(What to produce) All lines in the data bearing the string "small" should be identified and copied.

(Supplied records)
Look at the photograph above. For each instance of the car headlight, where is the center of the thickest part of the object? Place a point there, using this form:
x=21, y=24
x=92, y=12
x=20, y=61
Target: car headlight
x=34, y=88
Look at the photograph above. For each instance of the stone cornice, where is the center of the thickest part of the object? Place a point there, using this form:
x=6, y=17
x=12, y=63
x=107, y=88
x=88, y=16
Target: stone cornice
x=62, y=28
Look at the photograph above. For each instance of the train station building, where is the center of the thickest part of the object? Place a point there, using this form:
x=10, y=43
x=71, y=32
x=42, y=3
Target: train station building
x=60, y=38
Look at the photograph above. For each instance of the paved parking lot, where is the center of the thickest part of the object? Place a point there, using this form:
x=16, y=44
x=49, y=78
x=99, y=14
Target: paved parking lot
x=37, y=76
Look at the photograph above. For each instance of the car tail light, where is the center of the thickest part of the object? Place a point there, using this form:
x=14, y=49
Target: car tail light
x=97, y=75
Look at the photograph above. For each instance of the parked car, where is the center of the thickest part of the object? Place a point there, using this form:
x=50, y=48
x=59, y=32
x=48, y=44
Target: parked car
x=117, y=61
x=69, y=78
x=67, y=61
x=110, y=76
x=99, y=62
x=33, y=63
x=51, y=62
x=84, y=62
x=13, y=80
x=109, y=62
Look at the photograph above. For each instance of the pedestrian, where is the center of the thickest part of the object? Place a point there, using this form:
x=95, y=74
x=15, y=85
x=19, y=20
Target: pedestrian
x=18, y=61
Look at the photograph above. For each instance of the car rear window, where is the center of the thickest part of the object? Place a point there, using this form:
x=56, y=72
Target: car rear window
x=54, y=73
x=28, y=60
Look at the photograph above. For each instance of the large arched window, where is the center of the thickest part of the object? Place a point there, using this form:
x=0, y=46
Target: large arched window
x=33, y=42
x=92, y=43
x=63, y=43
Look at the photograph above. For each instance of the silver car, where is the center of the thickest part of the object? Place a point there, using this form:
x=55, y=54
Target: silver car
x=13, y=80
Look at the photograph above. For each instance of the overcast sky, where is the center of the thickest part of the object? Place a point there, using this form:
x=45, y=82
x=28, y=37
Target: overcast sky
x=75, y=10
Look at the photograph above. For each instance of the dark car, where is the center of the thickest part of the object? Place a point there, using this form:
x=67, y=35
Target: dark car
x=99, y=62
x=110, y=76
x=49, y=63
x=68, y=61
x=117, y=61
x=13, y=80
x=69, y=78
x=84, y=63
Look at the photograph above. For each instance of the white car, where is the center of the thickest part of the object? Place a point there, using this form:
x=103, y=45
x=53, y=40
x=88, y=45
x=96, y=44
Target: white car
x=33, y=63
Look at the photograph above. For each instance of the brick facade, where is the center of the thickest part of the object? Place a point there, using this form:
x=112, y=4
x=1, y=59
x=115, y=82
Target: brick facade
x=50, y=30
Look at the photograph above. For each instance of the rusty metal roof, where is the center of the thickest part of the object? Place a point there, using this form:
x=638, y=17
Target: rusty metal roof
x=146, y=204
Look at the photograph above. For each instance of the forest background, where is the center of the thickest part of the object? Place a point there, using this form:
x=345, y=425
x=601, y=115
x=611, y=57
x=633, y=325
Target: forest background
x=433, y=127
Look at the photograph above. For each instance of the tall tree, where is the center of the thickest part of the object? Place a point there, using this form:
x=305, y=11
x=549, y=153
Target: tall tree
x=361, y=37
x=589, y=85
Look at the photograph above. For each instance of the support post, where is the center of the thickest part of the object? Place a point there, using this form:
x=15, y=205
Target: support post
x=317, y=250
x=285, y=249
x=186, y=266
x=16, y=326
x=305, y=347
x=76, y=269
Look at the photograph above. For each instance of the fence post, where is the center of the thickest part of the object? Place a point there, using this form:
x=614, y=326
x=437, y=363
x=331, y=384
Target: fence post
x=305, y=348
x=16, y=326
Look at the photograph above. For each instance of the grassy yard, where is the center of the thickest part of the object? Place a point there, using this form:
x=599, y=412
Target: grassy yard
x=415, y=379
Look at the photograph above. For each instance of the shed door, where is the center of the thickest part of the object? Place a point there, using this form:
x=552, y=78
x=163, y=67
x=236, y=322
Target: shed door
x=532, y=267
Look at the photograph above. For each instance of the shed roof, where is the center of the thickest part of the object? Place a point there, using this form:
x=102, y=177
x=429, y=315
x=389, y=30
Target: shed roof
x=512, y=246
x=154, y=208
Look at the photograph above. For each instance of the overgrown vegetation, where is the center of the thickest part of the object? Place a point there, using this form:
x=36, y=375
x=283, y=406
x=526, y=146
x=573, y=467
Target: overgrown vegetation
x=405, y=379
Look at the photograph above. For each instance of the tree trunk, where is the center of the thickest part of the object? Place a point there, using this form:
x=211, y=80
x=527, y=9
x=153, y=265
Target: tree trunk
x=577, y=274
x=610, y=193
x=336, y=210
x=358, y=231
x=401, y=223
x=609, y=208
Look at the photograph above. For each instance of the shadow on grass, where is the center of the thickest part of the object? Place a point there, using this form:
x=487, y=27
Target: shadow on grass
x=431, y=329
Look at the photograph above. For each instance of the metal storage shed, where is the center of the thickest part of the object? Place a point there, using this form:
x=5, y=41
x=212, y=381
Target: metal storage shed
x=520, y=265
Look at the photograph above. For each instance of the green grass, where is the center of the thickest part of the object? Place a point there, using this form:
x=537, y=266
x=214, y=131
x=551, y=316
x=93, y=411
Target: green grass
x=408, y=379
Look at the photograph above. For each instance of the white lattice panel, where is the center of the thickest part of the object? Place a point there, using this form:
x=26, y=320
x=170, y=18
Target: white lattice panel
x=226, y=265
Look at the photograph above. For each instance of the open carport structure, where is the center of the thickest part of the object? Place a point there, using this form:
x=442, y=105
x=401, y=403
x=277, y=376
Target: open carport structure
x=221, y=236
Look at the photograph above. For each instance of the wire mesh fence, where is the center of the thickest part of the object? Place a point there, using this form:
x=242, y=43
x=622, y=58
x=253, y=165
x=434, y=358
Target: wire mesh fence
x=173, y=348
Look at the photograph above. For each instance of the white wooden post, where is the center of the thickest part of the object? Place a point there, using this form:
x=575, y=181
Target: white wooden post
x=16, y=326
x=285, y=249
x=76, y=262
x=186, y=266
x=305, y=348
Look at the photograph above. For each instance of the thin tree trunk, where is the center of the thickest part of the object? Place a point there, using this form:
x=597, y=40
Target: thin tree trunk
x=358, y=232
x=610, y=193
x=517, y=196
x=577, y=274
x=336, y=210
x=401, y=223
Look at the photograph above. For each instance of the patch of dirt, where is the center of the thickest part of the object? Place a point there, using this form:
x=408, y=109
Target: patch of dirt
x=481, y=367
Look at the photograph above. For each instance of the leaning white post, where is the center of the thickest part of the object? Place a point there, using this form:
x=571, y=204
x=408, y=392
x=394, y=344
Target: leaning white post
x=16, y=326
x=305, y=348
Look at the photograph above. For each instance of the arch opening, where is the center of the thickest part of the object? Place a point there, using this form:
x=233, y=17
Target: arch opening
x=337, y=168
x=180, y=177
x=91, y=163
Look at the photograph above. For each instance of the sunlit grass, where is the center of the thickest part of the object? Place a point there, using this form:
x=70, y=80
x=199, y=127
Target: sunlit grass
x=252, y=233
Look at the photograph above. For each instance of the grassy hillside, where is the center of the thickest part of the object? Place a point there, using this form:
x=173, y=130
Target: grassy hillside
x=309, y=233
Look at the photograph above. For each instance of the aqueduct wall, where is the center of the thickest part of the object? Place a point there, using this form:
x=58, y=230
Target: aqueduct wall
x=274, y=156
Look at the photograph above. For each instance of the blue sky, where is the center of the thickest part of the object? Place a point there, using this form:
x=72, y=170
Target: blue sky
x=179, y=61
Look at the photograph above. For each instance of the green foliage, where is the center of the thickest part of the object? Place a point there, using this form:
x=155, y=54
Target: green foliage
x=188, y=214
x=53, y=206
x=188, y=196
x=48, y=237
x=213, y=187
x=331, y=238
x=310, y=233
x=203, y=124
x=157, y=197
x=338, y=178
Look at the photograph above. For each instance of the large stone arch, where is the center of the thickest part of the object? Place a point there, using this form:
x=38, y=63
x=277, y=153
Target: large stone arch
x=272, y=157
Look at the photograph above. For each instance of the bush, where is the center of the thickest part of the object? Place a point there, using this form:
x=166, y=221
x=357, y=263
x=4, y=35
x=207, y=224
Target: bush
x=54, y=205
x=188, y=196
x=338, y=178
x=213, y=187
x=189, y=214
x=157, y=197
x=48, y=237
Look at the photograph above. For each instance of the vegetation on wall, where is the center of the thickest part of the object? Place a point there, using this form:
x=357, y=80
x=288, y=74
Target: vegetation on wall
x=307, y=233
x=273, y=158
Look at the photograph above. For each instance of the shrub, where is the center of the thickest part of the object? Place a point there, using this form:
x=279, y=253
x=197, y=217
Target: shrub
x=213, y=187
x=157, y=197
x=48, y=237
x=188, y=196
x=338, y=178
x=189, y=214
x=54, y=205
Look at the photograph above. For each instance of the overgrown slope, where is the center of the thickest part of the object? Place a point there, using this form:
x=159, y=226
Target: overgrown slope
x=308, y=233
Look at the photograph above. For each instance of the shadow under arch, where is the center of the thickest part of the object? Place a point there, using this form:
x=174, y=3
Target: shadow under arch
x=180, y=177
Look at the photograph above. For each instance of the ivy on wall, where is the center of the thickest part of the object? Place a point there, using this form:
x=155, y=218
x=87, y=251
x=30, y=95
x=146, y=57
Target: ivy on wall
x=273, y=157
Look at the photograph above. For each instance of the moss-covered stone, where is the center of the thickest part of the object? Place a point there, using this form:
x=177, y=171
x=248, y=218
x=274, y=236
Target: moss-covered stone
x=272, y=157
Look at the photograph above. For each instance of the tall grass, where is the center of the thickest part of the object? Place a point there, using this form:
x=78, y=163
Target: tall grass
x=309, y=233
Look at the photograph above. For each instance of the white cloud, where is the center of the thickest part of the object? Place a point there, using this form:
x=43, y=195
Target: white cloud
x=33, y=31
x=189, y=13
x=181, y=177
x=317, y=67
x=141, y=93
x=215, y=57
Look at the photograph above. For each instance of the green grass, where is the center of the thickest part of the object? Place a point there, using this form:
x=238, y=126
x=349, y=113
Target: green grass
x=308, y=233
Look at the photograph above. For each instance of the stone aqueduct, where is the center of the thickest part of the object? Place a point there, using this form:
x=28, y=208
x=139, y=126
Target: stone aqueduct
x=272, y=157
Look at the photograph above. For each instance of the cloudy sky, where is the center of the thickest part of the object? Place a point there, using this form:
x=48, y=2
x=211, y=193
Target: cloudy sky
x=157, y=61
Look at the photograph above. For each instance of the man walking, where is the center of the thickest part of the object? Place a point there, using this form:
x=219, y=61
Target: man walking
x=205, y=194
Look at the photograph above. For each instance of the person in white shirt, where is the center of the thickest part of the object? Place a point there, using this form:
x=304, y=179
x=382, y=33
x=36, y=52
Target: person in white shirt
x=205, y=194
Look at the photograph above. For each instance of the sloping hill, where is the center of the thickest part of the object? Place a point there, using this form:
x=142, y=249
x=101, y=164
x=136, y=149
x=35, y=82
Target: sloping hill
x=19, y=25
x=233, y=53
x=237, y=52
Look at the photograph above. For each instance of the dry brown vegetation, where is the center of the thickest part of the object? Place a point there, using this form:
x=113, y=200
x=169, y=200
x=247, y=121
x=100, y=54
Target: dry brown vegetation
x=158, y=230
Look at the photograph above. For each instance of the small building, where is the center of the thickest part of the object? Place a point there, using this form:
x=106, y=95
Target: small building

(Result for this exercise)
Look at the photograph above. For each instance of the small building, where is the center of the thickest part of the object? Place a point there, using this form:
Target: small building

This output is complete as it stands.